Welche Medien nennt der Text unten als Ausnahmen von der angeblichen Gleichschaltung? Zähle alle auf.

Gezeigter Text:
◆ ◆ ◆
In der DDR bestand nur die Möglichkeit zur Beschwerde bei der übergeordneten Behörde, eine Verwaltungsgerichtsbarkeit gab es nicht. Das war effektiv gegen Beamtenwillkür, politischen Gegnern nützte dies jedoch nichts. Wer nicht Abitur machen durfte, weil Zweifel bestanden, ob er / sie eine „ausgereifte sozialistische Persönlichkeit“ sei, hatte ebenso wenig Erfolgsaussichten wie jemand, der von der Stasi verhaftet wurde, weil er sich gegen die Verhaftung eines Kritikers eingesetzt hatte.

„Die Medien sind gleichgeschaltet, hier wie dort“

Die meisten Menschen, die das behaupten, kennen Ausnahmen: Die taz, die „Junge Freiheit“, den Kopp-Verlag, die „Junge Welt“ etc., je nach politischer Ansicht. Dort würden mutige Kämpfer die Wahrheit gegen den Mainstream vertreten. Sie müssten dafür mit öffentlicher Ächtung büßen.
◆ ◆ ◆
Gesammelte Daten

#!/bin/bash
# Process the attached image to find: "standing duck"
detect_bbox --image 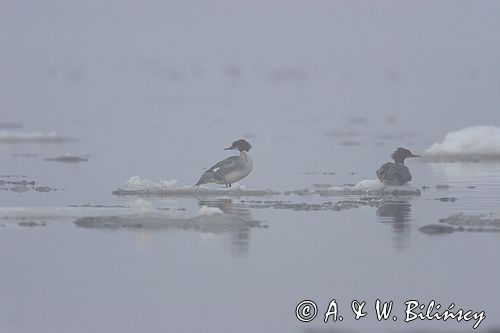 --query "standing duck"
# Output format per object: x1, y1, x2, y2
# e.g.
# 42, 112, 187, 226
195, 139, 253, 187
377, 148, 420, 186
◆ ◆ ◆
Ergebnis dieser Aufgabe:
- die taz
- die „Junge Freiheit“
- der Kopp-Verlag
- die „Junge Welt“